**TO DO:** Please write out exactly the lines that begin at the line containing "If you could mark the teal" and run to the end of the records.
--
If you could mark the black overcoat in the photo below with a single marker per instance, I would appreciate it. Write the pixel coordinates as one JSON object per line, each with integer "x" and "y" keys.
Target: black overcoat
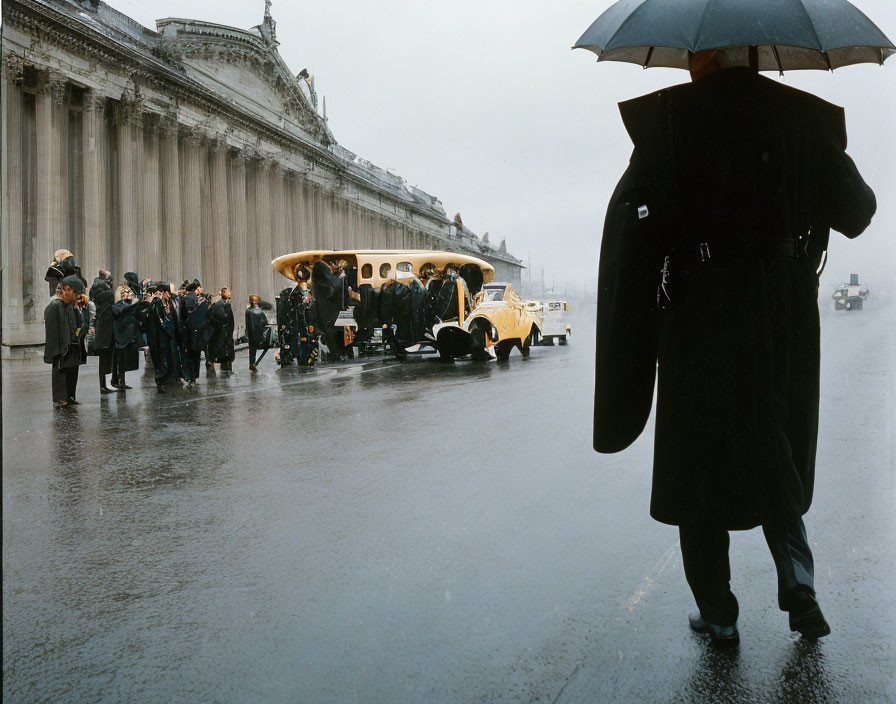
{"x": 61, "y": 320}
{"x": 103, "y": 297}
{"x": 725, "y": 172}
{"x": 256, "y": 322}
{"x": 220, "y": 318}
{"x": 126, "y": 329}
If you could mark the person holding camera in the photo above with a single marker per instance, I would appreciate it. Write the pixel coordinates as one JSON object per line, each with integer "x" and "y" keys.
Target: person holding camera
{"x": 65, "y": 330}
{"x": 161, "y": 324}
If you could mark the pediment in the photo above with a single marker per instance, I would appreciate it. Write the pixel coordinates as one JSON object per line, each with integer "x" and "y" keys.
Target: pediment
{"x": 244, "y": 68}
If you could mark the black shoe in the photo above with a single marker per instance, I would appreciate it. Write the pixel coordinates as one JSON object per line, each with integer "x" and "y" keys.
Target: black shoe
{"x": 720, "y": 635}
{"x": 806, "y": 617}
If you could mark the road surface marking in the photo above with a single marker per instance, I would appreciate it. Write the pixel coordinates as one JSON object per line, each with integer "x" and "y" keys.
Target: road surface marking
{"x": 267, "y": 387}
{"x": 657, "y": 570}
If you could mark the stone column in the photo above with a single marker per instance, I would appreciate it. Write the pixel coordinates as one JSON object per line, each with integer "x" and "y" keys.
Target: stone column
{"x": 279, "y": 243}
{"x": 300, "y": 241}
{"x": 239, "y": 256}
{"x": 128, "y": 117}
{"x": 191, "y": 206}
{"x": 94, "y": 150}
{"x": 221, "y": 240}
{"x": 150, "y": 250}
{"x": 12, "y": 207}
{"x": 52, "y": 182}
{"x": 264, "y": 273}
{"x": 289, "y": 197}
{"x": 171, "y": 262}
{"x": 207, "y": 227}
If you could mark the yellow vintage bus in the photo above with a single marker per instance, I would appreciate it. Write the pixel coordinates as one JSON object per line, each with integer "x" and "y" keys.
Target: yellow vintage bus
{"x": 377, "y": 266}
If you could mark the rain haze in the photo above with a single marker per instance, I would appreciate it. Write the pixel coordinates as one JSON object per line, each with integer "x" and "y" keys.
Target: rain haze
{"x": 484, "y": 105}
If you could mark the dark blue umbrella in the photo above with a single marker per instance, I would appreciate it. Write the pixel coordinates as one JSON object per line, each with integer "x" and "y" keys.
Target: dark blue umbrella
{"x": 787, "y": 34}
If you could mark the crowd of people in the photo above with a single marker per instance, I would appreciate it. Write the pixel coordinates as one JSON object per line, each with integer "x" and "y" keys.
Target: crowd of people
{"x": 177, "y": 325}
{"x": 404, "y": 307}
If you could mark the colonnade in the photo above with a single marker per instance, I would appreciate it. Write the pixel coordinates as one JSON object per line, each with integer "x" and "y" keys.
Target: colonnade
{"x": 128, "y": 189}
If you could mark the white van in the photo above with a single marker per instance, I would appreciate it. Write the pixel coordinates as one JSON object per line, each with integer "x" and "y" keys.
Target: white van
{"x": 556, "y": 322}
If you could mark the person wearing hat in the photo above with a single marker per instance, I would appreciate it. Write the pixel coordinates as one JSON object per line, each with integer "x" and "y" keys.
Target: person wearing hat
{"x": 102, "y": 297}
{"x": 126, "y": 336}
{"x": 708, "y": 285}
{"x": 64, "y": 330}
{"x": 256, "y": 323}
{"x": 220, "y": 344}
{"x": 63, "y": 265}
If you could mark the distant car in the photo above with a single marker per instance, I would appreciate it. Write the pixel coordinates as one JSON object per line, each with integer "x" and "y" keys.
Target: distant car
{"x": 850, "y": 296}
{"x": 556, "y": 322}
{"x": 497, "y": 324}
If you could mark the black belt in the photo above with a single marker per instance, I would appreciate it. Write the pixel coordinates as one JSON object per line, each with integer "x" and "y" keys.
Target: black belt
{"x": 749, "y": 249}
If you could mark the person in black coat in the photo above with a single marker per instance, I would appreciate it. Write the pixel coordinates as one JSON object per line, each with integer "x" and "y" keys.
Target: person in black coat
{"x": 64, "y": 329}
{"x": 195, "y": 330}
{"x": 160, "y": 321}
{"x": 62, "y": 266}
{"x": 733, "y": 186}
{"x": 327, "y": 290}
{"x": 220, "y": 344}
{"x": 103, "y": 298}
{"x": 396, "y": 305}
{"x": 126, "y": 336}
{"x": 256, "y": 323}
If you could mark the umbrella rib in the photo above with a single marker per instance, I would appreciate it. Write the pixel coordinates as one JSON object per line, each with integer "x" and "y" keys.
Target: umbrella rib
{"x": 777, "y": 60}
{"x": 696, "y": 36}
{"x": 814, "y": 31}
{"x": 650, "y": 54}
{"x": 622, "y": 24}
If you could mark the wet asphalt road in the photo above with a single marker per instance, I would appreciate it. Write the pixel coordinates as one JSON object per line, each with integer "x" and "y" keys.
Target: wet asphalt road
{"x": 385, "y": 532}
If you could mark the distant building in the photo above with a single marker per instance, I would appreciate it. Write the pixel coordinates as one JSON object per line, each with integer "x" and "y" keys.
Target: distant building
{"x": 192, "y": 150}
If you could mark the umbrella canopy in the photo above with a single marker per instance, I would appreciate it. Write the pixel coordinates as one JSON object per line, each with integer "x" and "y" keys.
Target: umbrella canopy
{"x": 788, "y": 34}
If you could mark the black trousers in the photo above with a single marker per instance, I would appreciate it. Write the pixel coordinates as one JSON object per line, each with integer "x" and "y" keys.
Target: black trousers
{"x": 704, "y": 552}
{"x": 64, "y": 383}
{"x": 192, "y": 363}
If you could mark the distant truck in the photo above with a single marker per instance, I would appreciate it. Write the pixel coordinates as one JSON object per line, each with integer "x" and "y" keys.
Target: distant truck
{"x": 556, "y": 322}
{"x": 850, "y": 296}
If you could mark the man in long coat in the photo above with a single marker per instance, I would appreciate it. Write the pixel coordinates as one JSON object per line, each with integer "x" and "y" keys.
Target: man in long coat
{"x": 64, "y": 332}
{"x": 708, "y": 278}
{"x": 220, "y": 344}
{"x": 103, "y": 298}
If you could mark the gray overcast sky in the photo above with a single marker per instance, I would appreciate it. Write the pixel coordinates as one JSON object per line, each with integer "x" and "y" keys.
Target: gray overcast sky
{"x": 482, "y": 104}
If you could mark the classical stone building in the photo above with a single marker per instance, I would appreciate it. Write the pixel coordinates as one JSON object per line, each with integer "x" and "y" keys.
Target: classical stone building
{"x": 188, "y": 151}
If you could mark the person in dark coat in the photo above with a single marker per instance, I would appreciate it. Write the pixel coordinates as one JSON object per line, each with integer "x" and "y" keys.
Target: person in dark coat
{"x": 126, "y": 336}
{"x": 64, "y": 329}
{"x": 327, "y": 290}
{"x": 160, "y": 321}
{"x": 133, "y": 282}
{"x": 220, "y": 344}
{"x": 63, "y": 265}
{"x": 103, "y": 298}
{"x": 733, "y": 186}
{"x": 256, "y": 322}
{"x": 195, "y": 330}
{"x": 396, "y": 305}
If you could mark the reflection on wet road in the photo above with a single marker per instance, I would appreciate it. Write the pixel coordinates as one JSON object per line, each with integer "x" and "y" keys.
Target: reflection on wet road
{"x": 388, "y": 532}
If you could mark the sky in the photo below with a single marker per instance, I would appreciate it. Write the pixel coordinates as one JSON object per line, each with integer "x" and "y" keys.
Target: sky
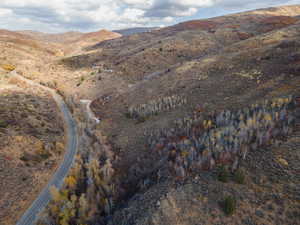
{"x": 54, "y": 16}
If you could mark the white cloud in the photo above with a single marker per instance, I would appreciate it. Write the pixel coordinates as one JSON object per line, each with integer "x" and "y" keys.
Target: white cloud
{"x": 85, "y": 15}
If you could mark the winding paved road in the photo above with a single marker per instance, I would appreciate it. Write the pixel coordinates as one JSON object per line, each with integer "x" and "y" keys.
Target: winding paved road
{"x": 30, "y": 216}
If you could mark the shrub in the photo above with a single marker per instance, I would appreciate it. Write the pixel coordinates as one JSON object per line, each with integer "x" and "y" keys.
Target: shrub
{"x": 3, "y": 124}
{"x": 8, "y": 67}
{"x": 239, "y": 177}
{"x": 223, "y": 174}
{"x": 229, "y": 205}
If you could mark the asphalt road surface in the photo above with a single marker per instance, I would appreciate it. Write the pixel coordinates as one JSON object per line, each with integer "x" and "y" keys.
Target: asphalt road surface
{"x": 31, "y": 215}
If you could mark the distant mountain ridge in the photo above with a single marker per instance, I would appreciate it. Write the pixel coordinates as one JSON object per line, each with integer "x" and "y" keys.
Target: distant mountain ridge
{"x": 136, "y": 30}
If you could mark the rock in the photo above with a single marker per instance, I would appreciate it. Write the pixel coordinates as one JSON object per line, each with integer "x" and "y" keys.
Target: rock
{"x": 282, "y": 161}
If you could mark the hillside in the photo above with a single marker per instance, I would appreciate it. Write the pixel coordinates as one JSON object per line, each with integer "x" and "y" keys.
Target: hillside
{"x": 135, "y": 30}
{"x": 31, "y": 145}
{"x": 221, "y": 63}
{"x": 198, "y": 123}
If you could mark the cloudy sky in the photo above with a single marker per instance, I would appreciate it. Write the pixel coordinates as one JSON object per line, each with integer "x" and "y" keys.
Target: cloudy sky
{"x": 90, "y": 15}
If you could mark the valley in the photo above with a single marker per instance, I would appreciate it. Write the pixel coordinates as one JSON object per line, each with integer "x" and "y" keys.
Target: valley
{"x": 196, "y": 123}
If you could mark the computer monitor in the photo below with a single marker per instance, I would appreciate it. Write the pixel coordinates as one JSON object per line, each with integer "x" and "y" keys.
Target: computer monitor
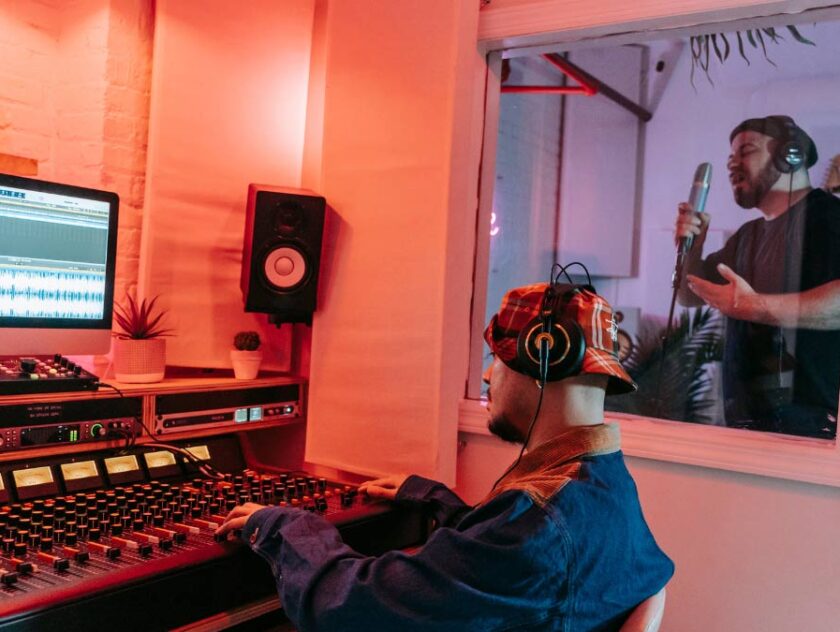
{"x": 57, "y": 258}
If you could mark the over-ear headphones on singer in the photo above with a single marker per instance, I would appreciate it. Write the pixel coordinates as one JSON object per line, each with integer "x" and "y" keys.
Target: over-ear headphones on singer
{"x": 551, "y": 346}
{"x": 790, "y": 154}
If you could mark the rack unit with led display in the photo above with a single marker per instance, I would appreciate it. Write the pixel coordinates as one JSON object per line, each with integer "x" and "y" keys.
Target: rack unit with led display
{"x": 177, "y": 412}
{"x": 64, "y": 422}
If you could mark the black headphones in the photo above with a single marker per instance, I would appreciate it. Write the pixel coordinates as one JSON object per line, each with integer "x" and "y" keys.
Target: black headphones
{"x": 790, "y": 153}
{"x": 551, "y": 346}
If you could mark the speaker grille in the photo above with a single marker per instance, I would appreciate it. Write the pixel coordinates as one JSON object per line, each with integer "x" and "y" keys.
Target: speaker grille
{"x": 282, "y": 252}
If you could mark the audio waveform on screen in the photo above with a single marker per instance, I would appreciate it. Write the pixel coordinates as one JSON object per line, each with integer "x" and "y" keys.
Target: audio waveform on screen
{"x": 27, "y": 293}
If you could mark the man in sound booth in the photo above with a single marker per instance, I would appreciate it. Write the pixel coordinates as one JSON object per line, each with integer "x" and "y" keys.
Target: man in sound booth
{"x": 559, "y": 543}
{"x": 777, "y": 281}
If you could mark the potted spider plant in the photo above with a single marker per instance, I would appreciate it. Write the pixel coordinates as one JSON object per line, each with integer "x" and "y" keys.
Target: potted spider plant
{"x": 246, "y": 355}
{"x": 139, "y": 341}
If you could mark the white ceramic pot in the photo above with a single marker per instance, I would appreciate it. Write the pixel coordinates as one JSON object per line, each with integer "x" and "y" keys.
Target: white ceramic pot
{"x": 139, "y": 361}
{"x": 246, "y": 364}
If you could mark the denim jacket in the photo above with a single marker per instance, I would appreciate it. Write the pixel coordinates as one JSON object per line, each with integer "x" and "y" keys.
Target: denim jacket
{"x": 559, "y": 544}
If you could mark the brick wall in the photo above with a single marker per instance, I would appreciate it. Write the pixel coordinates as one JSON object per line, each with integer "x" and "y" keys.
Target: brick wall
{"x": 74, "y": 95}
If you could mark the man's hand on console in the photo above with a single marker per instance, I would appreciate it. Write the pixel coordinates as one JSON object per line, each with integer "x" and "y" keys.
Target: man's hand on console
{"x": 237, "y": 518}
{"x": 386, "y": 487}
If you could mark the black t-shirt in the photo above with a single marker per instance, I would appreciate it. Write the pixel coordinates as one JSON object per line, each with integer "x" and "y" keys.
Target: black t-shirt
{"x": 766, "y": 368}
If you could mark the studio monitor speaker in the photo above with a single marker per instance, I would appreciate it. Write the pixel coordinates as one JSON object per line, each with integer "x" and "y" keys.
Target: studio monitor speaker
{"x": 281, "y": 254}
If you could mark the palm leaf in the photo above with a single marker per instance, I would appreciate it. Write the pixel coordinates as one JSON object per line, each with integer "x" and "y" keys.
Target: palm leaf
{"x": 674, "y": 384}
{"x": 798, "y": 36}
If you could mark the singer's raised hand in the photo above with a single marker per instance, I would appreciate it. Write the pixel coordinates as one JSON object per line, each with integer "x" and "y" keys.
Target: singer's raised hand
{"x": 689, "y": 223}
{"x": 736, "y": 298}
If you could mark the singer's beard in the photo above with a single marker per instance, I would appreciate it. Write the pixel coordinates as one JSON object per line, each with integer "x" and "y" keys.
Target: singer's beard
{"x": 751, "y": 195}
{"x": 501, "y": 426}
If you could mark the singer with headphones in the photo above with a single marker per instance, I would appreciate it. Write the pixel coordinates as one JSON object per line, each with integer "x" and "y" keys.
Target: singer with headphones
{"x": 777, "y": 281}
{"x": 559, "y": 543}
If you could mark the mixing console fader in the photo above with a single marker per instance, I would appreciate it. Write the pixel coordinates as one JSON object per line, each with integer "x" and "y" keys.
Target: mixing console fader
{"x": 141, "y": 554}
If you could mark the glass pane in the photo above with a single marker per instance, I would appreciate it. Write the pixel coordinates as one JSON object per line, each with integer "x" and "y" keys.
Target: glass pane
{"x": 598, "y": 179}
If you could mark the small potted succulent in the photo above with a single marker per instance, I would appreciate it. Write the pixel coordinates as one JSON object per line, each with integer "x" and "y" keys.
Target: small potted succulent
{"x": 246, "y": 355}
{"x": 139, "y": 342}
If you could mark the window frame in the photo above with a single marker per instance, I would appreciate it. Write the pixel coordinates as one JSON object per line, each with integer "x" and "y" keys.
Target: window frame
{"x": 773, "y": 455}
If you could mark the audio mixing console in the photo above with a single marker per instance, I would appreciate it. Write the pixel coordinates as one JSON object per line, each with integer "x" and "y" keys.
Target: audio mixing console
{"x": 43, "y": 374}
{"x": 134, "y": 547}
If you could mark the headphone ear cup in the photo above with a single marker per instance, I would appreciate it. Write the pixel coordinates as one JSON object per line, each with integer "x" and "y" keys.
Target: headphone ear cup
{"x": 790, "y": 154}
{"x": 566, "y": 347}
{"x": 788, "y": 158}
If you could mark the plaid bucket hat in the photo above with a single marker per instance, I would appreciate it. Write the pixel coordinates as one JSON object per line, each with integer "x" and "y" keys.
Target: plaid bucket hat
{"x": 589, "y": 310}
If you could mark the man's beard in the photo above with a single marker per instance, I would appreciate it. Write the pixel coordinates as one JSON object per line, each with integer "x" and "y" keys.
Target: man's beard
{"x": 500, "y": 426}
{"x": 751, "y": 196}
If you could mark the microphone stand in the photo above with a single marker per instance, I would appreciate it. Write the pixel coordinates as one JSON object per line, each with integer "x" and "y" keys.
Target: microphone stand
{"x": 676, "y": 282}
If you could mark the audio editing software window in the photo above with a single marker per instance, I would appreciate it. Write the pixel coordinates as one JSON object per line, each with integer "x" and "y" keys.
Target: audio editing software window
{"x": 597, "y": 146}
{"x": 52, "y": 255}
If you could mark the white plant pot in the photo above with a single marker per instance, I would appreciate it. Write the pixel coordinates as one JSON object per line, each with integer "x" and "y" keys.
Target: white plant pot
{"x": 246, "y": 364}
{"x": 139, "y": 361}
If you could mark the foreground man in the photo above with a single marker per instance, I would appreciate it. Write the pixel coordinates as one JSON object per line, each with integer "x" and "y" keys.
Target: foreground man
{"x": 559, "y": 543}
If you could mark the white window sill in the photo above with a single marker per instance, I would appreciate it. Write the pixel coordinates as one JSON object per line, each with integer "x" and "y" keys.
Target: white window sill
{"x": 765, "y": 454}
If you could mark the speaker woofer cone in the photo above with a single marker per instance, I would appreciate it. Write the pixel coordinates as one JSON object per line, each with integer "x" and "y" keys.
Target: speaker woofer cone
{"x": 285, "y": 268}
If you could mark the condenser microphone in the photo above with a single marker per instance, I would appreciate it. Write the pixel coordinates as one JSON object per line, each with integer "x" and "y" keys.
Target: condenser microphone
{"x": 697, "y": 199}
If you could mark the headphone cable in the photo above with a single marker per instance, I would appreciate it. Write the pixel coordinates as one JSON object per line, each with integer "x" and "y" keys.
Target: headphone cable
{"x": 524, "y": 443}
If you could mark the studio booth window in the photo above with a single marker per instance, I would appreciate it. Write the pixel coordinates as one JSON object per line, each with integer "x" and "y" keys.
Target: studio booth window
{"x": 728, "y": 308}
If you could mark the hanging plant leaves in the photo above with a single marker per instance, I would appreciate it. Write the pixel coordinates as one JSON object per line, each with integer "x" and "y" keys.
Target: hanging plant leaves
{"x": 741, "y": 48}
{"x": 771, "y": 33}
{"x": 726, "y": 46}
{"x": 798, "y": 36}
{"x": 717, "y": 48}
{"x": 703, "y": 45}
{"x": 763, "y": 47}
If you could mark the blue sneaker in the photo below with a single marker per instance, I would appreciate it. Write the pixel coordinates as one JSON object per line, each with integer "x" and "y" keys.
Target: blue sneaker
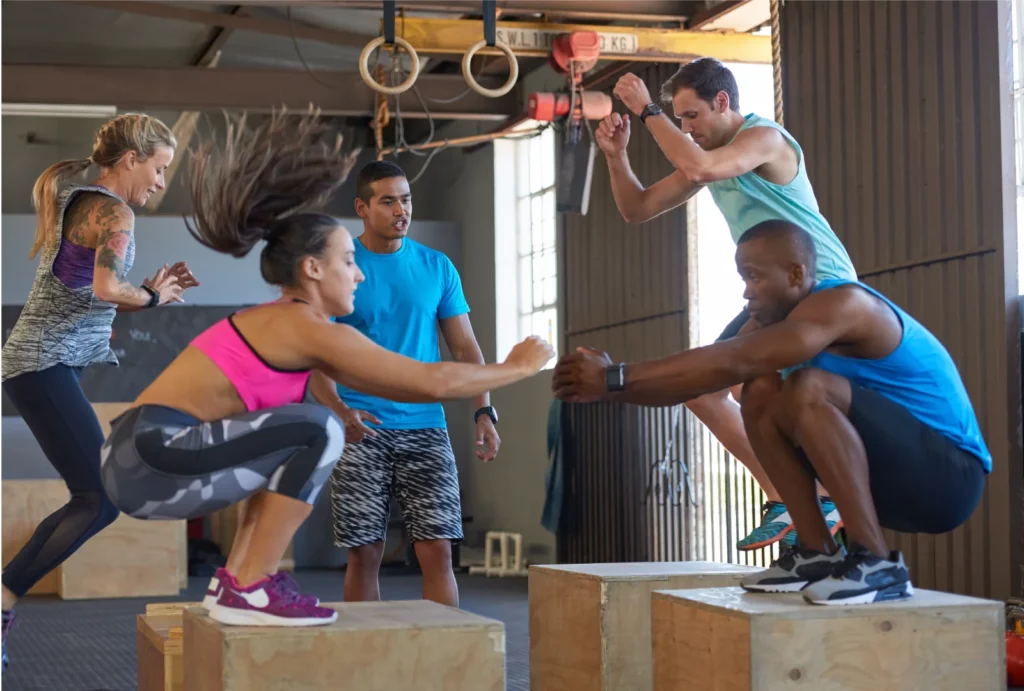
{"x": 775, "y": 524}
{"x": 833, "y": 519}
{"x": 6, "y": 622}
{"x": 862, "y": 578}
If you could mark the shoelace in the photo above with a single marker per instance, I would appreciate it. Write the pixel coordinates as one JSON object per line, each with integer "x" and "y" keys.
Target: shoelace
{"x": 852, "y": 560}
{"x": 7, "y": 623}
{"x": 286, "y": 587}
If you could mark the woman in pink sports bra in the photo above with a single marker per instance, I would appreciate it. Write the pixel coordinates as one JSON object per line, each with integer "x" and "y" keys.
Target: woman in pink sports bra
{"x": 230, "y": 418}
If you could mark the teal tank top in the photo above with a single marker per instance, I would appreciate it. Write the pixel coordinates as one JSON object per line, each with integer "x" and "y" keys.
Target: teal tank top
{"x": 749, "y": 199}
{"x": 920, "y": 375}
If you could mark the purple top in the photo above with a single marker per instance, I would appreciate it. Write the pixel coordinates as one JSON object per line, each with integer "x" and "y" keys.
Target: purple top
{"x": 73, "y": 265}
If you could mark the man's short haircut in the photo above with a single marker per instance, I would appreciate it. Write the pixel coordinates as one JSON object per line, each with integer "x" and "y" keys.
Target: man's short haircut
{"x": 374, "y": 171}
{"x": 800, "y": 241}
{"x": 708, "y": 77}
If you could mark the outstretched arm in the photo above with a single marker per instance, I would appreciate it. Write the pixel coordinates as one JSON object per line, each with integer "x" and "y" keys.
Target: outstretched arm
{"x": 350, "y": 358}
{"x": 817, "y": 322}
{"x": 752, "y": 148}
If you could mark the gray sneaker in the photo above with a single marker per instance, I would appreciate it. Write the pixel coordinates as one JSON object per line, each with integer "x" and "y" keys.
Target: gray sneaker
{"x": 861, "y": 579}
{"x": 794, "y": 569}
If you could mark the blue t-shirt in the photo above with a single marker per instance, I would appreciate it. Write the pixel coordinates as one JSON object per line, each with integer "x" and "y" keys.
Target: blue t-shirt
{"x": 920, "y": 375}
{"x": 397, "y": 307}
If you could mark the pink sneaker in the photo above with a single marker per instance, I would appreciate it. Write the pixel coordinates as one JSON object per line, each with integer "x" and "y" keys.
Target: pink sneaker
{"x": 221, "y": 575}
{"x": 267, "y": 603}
--
**SOLUTION TO THIS EXERCISE:**
If you could mark the teal tank top in the photo above with a single marker per instance, I would appreciate it. Write the pixel coordinates as one JSON object per line, each with integer "x" and "y" keys.
Target: teal tank top
{"x": 749, "y": 199}
{"x": 920, "y": 375}
If you could mark the purple top in the photo above with a single marker per instance, I would appreciate it. Write the pixel coordinates as one JSON object per line, each with integer "x" and "y" keys.
Target: purple top
{"x": 73, "y": 265}
If you could mark the man's short haircut in the photo above with a single marker per instance, I would appreciate it. Write the pixel coordinates as one JSON object per line, each with integer "x" and "y" keys.
Target: man's short haircut
{"x": 374, "y": 171}
{"x": 800, "y": 241}
{"x": 708, "y": 77}
If you could mark the outstretched arm in the photo above with a single marker per instance, I would appreciate it. Write the pixel coordinates as one JSON object per line, each with integer "x" and "y" keys.
Target: outstretched arm
{"x": 350, "y": 358}
{"x": 817, "y": 322}
{"x": 752, "y": 148}
If you could mark the gray sneaker in the photo above with a single marker per instance, I would appreciate it. Write the pixel coordinates as one JSON object per line, each with integer "x" and "y" keys.
Target: gray sneaker
{"x": 861, "y": 579}
{"x": 794, "y": 569}
If you could mark the blue t-shirt in the photo above with a single marker per instance, I would appreciate it. Write the pixel coordinates as one JSON object per line, each with integer "x" and "y" keys.
Target: blue t-shirt
{"x": 920, "y": 375}
{"x": 397, "y": 307}
If you could mark the pink sneaker in the photo above with a single marker per instance, I would appreciate it. Write the pixel coordinates as one JSON object per line, each with integer "x" and "y" keys.
Target: pink sneaker
{"x": 221, "y": 575}
{"x": 267, "y": 603}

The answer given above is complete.